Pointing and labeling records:
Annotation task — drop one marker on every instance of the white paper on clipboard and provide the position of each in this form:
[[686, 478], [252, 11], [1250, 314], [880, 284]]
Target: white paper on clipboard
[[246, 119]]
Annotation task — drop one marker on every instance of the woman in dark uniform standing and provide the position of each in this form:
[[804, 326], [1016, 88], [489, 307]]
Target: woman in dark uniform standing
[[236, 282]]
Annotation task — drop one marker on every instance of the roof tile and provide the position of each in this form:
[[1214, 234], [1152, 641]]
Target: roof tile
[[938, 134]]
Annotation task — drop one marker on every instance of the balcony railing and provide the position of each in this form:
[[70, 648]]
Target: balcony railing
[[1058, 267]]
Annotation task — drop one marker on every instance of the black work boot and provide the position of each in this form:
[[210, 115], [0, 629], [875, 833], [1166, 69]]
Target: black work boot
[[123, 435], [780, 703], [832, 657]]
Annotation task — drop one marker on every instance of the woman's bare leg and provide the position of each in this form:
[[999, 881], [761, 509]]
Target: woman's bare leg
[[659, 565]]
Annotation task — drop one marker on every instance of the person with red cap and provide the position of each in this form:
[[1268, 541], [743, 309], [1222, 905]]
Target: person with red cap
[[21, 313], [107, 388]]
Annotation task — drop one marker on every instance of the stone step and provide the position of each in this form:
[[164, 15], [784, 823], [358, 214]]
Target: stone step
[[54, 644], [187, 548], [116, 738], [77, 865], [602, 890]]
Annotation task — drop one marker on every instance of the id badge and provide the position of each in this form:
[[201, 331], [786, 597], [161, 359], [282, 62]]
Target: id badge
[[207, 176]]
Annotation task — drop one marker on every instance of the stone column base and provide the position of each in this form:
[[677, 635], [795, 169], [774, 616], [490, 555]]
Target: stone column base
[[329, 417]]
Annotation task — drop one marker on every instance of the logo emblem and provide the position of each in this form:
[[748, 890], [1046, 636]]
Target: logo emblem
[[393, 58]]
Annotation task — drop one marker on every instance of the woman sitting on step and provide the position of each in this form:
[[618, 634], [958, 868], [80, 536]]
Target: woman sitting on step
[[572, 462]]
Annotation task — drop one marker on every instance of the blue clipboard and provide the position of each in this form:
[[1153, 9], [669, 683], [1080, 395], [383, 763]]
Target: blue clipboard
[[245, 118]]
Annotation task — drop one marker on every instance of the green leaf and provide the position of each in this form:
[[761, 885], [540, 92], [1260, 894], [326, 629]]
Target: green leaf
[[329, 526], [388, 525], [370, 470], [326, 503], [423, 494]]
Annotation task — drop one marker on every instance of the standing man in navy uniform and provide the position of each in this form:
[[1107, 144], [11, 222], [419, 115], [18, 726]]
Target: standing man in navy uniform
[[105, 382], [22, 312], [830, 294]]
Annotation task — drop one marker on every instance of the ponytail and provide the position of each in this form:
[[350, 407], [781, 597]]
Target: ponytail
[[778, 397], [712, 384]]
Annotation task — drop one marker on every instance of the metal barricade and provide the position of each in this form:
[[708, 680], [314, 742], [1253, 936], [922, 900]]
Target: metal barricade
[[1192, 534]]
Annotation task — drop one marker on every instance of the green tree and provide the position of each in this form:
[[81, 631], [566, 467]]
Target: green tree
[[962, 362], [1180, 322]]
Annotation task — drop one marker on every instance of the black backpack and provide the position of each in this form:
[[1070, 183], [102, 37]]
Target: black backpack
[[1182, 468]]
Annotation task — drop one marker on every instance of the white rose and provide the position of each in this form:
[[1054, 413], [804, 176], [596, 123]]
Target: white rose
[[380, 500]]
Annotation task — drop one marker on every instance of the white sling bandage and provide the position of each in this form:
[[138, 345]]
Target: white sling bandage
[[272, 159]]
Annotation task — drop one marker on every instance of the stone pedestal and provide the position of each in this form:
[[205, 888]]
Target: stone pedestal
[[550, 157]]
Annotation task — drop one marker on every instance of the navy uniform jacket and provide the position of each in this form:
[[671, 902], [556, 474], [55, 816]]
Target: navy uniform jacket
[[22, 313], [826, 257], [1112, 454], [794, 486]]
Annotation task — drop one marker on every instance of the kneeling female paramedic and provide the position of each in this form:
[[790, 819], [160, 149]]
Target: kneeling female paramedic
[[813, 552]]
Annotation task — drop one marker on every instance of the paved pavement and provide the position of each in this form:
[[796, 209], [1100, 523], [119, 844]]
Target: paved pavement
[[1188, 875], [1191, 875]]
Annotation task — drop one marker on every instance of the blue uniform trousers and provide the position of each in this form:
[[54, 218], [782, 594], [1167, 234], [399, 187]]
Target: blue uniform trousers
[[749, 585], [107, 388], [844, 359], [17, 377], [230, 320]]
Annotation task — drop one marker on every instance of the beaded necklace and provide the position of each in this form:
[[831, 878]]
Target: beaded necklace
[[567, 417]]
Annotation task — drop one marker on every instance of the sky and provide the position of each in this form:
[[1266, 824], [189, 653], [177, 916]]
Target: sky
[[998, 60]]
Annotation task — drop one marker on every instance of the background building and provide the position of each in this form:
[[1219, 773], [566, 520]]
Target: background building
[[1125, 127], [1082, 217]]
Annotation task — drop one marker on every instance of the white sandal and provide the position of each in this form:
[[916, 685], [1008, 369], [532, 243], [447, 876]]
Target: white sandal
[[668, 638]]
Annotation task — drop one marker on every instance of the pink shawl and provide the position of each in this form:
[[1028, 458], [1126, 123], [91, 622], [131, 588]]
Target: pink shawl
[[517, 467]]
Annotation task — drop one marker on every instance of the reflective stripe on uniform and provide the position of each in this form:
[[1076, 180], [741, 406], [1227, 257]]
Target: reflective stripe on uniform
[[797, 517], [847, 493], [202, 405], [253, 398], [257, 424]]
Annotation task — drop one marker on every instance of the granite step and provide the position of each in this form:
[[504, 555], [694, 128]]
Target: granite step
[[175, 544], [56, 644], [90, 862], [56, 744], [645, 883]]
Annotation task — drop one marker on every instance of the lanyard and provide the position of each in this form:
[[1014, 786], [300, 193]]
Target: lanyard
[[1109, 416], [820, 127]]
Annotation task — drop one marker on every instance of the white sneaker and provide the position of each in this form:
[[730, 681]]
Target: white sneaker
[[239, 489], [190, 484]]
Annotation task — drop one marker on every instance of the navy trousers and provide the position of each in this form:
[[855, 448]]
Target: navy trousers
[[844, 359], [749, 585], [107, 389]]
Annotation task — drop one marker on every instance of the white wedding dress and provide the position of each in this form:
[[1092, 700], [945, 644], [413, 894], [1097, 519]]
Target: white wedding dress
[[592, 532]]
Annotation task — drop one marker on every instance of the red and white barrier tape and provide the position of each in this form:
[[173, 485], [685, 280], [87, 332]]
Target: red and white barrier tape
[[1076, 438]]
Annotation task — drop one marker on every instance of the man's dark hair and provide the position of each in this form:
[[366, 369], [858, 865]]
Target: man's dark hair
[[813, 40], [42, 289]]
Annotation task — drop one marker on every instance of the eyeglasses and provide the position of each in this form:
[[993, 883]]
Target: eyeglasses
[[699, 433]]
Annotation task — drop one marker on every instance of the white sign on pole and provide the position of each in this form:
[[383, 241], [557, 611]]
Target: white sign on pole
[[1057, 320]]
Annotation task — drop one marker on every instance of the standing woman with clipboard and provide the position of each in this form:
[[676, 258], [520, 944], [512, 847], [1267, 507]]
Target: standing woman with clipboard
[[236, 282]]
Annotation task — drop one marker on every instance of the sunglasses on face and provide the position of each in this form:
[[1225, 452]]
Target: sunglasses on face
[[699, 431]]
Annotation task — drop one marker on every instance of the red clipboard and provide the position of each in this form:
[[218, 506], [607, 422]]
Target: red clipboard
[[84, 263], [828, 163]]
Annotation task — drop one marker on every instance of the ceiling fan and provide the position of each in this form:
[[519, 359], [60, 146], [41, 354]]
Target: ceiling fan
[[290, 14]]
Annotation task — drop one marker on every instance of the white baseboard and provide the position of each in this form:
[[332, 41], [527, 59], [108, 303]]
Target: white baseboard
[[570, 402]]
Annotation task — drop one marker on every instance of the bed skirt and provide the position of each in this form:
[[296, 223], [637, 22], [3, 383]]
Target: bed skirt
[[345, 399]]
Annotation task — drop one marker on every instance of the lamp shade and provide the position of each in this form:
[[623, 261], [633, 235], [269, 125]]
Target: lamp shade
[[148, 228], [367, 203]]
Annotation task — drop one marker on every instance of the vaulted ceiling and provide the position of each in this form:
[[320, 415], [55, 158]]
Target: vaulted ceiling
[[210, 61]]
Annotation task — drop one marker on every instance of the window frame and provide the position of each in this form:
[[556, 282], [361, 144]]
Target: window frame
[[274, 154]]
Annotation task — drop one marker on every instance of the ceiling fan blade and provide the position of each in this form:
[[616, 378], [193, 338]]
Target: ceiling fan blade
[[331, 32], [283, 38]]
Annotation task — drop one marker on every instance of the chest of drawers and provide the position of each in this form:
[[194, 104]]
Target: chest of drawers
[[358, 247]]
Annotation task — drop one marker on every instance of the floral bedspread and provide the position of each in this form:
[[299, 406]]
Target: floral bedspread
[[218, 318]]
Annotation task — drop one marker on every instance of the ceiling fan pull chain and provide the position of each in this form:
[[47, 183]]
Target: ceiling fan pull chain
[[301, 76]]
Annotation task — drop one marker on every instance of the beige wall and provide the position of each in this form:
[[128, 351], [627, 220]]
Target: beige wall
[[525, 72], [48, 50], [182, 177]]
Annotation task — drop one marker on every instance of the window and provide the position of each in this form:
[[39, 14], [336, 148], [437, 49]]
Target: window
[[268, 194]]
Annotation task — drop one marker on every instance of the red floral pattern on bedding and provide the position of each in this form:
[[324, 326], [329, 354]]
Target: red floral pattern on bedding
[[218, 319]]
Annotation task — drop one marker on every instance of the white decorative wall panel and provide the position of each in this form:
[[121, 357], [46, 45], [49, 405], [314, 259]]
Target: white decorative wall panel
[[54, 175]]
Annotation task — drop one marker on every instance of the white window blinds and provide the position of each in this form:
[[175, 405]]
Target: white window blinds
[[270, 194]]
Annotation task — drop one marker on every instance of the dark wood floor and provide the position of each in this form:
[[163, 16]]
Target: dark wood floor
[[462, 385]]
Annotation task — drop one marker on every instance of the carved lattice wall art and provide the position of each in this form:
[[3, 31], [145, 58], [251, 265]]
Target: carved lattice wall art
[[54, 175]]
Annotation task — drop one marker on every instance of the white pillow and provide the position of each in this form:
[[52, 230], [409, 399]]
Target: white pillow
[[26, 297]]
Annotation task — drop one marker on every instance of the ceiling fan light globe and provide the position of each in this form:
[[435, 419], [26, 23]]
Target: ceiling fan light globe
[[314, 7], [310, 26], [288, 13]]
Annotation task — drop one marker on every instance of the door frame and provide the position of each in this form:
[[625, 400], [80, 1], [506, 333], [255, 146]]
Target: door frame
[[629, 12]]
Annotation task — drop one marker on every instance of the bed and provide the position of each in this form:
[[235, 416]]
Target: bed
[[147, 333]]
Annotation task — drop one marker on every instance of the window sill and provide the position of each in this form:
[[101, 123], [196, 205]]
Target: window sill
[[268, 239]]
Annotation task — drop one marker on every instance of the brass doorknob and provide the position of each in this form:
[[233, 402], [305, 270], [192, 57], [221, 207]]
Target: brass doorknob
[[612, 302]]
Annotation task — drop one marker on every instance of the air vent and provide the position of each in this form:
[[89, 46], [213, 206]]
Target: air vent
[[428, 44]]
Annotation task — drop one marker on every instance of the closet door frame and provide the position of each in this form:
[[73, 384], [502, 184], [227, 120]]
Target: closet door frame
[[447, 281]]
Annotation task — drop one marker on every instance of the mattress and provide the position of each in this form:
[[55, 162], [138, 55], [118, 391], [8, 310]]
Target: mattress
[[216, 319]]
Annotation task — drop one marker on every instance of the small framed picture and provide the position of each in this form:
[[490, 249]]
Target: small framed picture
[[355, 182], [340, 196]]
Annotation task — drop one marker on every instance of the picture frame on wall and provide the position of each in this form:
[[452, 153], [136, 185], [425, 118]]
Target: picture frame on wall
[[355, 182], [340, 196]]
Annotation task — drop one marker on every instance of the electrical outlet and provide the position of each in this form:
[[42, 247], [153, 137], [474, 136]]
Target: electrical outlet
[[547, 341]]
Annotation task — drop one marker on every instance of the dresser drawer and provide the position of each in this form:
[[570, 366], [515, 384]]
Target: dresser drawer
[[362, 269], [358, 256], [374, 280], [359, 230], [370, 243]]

-- Problem to work on --
Turn the records from the line with "the navy uniform" up to and including the line with "[[813, 552]]" into a numbered list, skipping any blank lines.

-- The reply --
1. Annotation task — drop one marker on every instance of the navy uniform jacket and provide the position of each in this form:
2. [[671, 902], [556, 474], [55, 816]]
3. Target: navy uniform jacket
4. [[22, 313], [826, 257], [1112, 454], [794, 486]]
5. Annotation task — drop one marker on every instance of the kneeling female paramedic and provide the position of each in this form:
6. [[790, 819], [160, 149]]
7. Target: kneeling female paramedic
8. [[813, 552]]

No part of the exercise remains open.